BEGIN
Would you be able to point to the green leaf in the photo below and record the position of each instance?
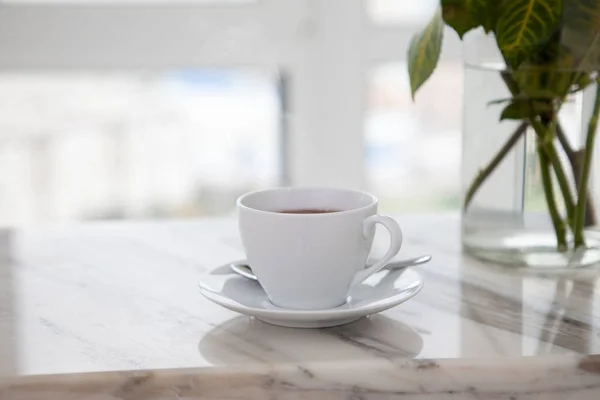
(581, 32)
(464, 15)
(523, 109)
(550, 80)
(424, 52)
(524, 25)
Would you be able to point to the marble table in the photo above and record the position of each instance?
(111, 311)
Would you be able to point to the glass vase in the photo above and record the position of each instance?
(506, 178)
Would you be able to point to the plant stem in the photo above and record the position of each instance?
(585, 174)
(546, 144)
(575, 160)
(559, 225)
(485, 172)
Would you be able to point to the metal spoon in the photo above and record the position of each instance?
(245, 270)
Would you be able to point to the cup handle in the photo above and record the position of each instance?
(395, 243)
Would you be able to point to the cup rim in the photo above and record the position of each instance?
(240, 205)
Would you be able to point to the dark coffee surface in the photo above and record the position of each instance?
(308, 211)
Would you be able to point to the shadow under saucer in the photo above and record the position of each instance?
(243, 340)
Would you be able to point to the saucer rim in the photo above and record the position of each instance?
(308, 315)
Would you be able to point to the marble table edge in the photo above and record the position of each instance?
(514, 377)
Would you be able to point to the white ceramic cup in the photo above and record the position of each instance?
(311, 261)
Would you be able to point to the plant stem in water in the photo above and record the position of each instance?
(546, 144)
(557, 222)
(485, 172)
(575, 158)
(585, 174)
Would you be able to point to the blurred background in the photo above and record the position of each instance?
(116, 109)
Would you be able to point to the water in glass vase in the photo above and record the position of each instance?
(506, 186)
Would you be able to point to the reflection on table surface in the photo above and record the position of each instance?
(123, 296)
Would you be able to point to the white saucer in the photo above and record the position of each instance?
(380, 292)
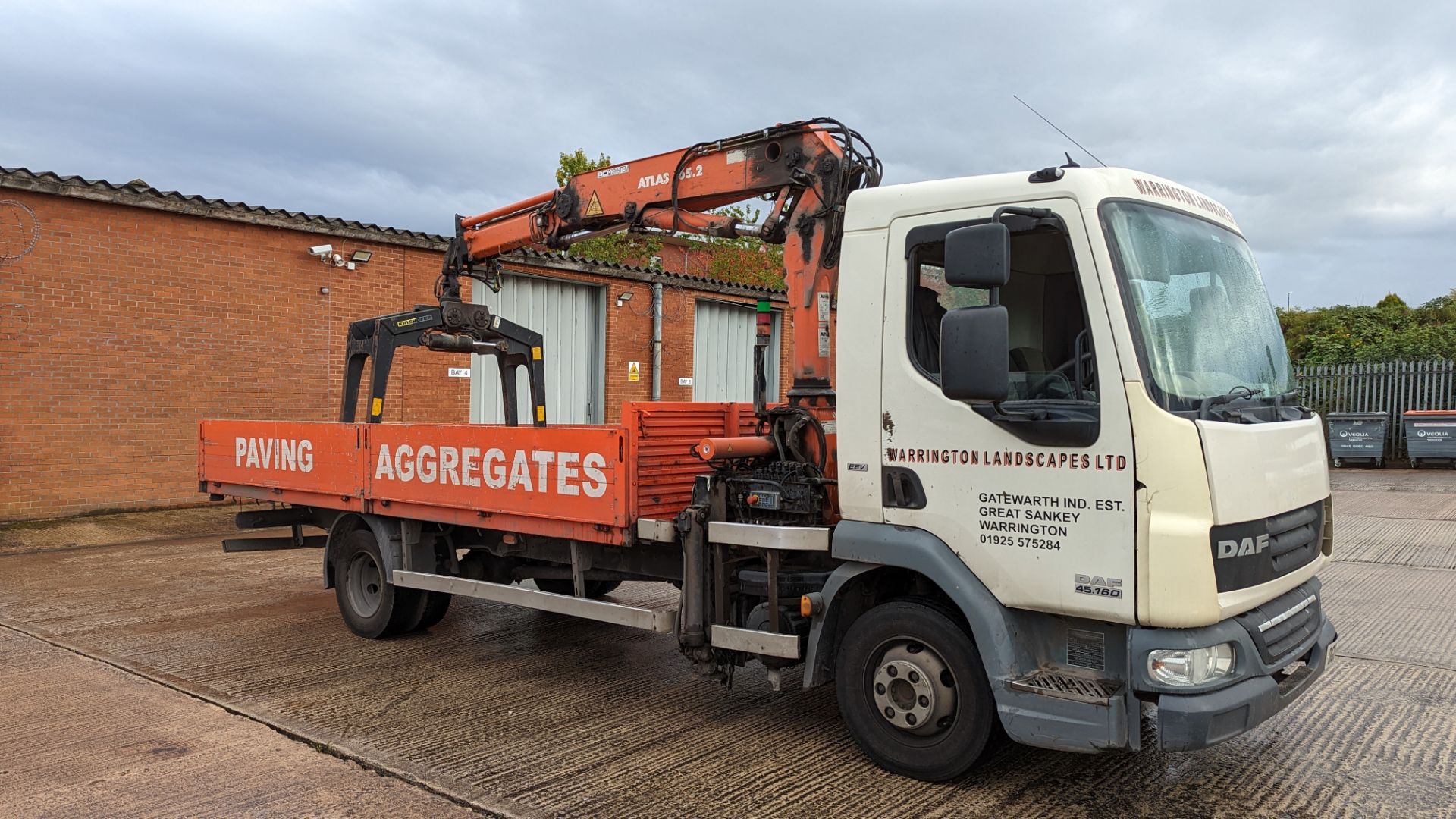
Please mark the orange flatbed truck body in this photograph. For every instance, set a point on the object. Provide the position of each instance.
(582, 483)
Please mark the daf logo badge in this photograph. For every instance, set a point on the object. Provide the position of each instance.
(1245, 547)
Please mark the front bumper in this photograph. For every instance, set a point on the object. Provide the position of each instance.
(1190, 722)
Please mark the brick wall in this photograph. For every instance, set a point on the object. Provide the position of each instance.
END
Beginning with the line containing "Would you be able to point to the white saucer" and ending with the last line of the listing above, output those lines exactly as written, without pictures.

Answer to the problem.
Would you be able to point to the white saucer in the photo above and record the position of each instance?
(380, 292)
Please mark the orange flatbed truck body in this photograph. For every instance, set a point on the object. Provide the position of each instance.
(582, 483)
Please mark the daf logo badge in this photograph. For every instance, set a point on the object. Provide the position of each instance.
(1245, 547)
Please mark the front bumper in this photograph. For every instance, set a point on the object. Provide the position of each instance.
(1190, 722)
Please mark the brick wall in this photograph. For every instance, set a point on the object. Provide the position of each instance.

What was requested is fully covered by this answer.